▶ _Exercise directions_:
Format every line of the entries below as a JSON list of strings, one string per line, with blank lines omitted.

[Begin]

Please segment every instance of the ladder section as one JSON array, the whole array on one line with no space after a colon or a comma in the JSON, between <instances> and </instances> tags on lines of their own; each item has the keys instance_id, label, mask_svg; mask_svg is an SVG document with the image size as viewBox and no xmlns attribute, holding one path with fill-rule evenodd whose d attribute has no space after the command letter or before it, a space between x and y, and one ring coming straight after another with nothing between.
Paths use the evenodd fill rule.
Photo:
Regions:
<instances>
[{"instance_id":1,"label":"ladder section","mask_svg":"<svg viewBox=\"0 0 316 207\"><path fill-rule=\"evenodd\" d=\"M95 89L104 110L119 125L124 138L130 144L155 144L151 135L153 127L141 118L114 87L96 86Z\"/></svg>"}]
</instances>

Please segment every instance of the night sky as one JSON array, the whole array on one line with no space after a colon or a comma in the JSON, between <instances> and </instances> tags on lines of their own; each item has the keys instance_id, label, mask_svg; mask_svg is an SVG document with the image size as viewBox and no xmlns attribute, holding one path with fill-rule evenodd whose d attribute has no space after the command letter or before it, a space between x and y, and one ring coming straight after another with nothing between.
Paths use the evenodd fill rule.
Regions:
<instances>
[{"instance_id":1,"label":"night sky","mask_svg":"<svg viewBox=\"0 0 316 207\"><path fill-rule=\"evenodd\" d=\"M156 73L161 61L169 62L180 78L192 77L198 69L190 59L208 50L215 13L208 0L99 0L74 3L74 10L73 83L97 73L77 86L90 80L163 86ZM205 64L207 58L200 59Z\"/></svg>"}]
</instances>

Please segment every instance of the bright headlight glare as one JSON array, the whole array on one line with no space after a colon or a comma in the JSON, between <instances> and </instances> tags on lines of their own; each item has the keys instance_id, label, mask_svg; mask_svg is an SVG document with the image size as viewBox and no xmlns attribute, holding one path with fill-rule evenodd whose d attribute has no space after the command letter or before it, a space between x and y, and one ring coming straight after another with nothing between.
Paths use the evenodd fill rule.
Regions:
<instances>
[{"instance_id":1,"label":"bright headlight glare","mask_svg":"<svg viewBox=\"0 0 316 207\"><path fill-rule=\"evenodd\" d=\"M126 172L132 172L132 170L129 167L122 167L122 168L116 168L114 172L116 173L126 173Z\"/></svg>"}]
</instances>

[End]

▶ _Right answer_:
[
  "Please segment every instance of the ladder section as one JSON array, the whole array on one line with no space after a colon or a comma in the JSON, between <instances> and </instances> tags on lines of their own; each item has the keys instance_id, label, mask_svg; mask_svg is an SVG document with the image size as viewBox and no xmlns attribute, holding one path with fill-rule evenodd whose d attribute has no space after the command letter or before it, a space between x and y, and one ring coming straight after another with nothing between.",
  "Paths use the evenodd fill rule.",
  "Photo:",
  "Regions:",
  "<instances>",
  "[{\"instance_id\":1,\"label\":\"ladder section\",\"mask_svg\":\"<svg viewBox=\\\"0 0 316 207\\\"><path fill-rule=\\\"evenodd\\\" d=\\\"M95 89L104 110L119 125L124 138L130 144L155 144L151 135L153 127L141 118L114 87L96 86Z\\\"/></svg>\"}]",
  "</instances>",
  "Please segment every instance of the night sky as one JSON array, the whole array on one line with no space after a colon or a comma in the JSON, between <instances> and </instances> tags on lines of their own; each item has the keys instance_id, label, mask_svg; mask_svg is an SVG document with the image size as viewBox and no xmlns attribute, holding one path with fill-rule evenodd whose d attribute has no space after the command letter or before it, a space between x and y, and one ring coming straight after another with nothing between.",
  "Paths use the evenodd fill rule.",
  "Regions:",
  "<instances>",
  "[{\"instance_id\":1,\"label\":\"night sky\",\"mask_svg\":\"<svg viewBox=\\\"0 0 316 207\\\"><path fill-rule=\\\"evenodd\\\" d=\\\"M156 73L161 61L169 62L180 78L192 77L198 69L190 59L208 50L215 13L208 0L99 0L74 3L74 10L73 83L97 73L77 86L90 80L163 86ZM205 64L207 58L200 59Z\\\"/></svg>\"}]",
  "</instances>",
  "Please segment every instance of the bright headlight glare as one JSON array, the whole array on one line with no space after a colon or a comma in the JSON, between <instances> and </instances> tags on lines of their own; each item has the keys instance_id, label, mask_svg; mask_svg is an SVG document with the image size as viewBox and no xmlns attribute, holding one path with fill-rule evenodd whose d attribute has no space after the command letter or before it, a space between x and y, and one ring coming straight after another with nothing between.",
  "Paths use the evenodd fill rule.",
  "Regions:",
  "<instances>",
  "[{\"instance_id\":1,\"label\":\"bright headlight glare\",\"mask_svg\":\"<svg viewBox=\\\"0 0 316 207\\\"><path fill-rule=\\\"evenodd\\\" d=\\\"M126 172L132 172L132 170L129 167L122 167L122 168L116 168L114 172L116 173L126 173Z\\\"/></svg>\"}]",
  "</instances>"
]